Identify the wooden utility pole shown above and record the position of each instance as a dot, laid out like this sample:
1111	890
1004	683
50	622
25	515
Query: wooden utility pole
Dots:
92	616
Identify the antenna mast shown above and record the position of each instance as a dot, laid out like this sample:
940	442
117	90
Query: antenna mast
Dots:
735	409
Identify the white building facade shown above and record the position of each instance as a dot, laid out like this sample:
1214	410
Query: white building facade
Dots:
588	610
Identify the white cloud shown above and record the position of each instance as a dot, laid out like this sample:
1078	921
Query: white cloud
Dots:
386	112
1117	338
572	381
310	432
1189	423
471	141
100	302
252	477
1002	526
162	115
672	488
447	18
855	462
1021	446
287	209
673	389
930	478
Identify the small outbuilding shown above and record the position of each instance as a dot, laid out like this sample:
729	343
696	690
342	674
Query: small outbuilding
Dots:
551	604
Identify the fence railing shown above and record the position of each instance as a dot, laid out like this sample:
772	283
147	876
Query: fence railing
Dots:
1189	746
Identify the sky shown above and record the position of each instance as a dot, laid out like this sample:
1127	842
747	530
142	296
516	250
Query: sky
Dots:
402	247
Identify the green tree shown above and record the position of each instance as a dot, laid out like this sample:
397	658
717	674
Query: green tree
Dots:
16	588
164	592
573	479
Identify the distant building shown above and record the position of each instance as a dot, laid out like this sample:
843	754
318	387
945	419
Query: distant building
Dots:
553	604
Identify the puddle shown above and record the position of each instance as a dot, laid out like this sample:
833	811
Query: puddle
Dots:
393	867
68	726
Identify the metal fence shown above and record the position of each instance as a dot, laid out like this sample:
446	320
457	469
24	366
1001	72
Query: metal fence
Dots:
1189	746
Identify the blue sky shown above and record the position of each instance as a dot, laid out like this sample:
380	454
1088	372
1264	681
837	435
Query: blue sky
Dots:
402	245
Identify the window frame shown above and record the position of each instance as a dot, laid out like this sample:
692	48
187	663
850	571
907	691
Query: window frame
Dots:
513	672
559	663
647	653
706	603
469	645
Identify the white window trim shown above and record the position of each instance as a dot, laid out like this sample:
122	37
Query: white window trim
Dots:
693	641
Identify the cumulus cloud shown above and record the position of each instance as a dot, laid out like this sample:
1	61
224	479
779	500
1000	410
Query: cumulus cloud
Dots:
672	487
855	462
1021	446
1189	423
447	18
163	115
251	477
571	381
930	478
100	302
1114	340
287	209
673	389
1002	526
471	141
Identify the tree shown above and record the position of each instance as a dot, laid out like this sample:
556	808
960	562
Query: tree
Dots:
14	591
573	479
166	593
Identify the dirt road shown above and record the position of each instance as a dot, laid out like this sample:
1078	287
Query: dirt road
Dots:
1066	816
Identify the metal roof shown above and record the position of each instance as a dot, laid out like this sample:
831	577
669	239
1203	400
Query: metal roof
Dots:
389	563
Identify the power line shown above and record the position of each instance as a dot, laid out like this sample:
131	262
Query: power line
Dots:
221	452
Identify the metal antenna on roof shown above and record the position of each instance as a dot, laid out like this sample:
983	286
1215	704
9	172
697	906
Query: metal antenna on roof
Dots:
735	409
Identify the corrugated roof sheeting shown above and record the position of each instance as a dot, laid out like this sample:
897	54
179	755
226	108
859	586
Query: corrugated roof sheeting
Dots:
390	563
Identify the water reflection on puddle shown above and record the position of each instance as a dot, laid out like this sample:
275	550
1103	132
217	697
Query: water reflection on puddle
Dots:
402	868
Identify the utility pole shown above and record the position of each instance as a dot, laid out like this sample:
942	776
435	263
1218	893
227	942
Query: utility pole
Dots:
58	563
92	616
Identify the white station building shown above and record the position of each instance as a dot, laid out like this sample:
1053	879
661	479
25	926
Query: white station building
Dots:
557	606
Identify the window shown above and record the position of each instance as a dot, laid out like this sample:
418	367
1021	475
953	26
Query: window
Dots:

• **Required action**: Look over the listing and return each line that holds "outbuilding".

• **Solution**:
Identify the small outbuilding shown above and record the position of each instance as a dot, laid out like this sample:
Query: small outbuilding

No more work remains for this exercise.